Supplied material:
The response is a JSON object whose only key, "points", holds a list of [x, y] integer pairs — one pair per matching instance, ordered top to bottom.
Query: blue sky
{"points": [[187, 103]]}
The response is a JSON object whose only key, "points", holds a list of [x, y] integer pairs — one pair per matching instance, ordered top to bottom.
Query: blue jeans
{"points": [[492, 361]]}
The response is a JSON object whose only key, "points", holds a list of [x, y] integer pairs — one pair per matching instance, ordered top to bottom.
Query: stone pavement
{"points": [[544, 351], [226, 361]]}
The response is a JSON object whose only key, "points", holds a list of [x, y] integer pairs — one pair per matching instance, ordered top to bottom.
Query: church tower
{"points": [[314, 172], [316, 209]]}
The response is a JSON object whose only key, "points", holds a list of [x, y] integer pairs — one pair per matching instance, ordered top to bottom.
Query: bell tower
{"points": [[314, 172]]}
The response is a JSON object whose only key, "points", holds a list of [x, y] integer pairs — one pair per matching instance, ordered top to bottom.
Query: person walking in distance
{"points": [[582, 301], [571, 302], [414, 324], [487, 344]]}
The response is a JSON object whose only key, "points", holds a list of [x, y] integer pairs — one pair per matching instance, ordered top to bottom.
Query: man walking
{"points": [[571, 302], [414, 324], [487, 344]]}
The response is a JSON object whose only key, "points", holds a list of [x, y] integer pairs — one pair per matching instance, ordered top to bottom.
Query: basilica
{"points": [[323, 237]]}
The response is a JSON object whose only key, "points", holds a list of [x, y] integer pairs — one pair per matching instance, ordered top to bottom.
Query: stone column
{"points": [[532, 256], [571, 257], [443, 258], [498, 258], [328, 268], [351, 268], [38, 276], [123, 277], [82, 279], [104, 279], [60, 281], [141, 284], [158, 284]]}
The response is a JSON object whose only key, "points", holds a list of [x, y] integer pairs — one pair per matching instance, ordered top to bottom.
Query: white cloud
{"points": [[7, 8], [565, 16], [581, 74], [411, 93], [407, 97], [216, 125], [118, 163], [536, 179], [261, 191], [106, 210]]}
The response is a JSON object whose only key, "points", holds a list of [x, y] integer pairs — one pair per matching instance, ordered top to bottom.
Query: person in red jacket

What the task requires:
Copy out the lines from the line containing "Query: white cloud" to the end of the listing above, without alteration.

Output of the task:
Query: white cloud
{"points": [[7, 8], [565, 16], [581, 74], [411, 93], [407, 97], [216, 125], [118, 163], [536, 179], [261, 191], [106, 210]]}
The response is a JSON object whose only key, "points", holds a list of [x, y] integer pairs — one pair per matching instance, ordered top to bottom.
Query: person in red jacket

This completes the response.